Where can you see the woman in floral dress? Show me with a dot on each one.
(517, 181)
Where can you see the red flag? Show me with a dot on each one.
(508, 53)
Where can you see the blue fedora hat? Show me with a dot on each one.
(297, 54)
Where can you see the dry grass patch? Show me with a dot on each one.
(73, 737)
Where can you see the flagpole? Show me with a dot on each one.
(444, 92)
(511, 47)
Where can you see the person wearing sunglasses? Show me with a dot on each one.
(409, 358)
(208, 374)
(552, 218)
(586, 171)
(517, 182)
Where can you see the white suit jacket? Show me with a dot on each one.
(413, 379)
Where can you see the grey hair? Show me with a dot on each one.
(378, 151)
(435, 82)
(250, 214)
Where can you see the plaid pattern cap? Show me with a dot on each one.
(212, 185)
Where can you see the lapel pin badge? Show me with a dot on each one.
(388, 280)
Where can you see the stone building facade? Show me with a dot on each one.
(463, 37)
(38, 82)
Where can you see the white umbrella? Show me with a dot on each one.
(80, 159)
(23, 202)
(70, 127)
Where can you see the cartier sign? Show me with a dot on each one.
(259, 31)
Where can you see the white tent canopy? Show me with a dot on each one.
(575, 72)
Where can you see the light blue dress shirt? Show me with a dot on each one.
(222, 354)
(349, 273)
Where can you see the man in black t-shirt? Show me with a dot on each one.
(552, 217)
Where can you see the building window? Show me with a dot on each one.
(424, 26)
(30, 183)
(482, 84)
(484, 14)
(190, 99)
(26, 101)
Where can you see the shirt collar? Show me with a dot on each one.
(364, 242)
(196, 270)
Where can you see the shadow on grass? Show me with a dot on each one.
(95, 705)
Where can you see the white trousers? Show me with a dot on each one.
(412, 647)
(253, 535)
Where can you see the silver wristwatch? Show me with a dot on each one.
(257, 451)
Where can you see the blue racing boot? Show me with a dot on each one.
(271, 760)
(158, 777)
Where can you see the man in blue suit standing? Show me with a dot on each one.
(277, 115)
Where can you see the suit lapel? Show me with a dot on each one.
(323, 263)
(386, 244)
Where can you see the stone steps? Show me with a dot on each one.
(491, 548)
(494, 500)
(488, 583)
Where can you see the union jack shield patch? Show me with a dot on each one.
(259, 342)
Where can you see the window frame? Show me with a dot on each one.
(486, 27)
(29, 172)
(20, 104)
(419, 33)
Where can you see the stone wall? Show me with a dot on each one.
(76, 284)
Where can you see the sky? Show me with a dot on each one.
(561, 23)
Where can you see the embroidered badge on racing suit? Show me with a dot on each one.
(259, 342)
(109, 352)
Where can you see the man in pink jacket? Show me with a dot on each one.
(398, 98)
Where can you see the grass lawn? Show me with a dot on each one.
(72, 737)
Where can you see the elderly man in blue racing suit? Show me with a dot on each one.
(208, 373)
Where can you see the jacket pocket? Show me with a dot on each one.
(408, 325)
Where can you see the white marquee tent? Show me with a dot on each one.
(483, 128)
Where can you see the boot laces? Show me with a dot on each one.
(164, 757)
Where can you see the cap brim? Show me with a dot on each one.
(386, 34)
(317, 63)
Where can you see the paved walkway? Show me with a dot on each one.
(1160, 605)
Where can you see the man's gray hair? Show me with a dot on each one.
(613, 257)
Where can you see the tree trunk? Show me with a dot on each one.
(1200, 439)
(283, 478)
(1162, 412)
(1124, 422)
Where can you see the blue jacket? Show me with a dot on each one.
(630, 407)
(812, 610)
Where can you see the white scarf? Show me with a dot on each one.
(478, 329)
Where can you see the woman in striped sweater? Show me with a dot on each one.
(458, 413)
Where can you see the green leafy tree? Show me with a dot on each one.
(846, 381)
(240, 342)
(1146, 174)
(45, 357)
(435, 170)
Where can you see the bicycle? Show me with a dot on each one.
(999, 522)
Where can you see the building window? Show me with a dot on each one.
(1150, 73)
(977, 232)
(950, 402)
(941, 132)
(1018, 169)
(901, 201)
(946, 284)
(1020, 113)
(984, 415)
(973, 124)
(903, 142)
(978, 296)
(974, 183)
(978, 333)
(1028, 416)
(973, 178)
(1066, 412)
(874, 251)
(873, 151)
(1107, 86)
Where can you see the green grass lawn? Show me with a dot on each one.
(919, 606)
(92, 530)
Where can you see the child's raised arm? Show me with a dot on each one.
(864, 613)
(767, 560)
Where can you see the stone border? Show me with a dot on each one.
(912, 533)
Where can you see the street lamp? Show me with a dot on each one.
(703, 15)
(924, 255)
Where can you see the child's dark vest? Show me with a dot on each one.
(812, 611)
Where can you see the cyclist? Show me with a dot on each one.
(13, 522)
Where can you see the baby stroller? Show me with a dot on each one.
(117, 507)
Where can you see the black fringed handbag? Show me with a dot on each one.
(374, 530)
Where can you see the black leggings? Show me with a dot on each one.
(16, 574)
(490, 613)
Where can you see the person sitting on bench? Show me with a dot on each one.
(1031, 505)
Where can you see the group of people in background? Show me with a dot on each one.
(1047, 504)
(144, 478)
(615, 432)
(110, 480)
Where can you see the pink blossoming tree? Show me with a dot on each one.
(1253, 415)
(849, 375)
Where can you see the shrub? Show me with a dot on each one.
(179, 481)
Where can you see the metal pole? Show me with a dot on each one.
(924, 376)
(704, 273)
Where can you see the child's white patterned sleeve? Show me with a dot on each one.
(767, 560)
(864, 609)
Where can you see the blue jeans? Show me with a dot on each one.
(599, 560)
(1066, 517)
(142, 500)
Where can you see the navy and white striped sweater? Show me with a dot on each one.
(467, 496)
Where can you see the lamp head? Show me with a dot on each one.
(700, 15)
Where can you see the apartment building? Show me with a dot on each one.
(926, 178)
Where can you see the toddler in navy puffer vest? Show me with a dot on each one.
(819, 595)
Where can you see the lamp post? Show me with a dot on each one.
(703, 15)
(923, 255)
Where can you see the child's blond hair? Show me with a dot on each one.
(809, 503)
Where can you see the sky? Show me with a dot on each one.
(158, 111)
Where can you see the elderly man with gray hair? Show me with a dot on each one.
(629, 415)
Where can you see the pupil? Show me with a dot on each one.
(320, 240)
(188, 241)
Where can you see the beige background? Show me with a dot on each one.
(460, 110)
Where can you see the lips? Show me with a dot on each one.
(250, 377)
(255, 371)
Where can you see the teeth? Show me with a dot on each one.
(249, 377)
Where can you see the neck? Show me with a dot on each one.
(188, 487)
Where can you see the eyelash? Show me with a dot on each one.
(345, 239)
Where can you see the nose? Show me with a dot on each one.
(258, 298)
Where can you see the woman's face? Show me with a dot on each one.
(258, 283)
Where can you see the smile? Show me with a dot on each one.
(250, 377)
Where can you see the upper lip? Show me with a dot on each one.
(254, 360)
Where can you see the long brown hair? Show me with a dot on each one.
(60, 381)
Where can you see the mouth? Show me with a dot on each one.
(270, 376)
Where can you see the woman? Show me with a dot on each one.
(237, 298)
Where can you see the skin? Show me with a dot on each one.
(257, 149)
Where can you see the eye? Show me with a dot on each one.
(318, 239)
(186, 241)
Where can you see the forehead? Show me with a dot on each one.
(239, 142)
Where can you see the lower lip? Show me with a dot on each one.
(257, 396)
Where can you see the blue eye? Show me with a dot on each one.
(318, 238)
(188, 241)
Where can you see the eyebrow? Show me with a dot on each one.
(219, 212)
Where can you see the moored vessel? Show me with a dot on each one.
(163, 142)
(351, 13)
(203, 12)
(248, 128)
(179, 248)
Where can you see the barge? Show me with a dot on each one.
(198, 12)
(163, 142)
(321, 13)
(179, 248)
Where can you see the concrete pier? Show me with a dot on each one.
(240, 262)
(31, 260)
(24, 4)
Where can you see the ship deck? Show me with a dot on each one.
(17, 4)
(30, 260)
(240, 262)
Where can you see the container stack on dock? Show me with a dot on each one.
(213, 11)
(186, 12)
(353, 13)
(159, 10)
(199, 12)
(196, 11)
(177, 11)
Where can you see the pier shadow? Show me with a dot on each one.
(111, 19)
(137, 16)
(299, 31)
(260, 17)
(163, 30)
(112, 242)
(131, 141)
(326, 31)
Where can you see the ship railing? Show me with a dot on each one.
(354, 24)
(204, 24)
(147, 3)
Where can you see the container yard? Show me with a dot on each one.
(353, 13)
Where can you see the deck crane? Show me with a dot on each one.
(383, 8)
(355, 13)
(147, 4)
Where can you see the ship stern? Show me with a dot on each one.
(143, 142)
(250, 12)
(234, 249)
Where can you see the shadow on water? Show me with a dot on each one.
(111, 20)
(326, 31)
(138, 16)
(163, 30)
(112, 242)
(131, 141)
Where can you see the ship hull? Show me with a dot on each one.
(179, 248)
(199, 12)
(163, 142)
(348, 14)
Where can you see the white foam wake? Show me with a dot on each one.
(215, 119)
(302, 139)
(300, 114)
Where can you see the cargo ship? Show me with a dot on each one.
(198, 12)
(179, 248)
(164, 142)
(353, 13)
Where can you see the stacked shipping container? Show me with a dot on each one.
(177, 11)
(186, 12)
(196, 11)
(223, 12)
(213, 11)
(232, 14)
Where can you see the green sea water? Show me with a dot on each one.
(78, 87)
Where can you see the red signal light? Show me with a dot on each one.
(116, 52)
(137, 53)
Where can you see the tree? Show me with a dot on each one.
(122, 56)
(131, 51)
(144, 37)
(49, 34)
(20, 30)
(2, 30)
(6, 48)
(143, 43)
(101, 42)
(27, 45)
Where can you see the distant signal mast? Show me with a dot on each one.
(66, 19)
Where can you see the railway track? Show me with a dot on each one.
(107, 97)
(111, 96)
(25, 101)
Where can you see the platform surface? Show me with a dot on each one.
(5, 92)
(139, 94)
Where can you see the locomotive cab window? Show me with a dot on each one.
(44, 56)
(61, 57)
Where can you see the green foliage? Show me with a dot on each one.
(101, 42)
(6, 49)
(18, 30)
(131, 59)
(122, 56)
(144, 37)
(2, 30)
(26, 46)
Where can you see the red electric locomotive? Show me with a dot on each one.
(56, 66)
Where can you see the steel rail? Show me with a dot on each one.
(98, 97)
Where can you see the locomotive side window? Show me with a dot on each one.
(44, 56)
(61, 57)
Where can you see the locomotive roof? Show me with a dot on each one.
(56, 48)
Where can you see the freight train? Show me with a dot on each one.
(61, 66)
────────────────────────────────────────
What you will do
Copy the material verbatim, starting at the line that contains "Where can you see the steel" and ending at the last line of the material, both included.

Solution below
Where can you see the steel rail? Show me with a dot on each one.
(98, 97)
Where can you see the locomotive side window? Show me with a dot on each one.
(44, 56)
(61, 57)
Where can you see the locomotive roof? Show me with a dot on each one.
(56, 48)
Where can you see the freight train? Show me with a dot on each one.
(61, 66)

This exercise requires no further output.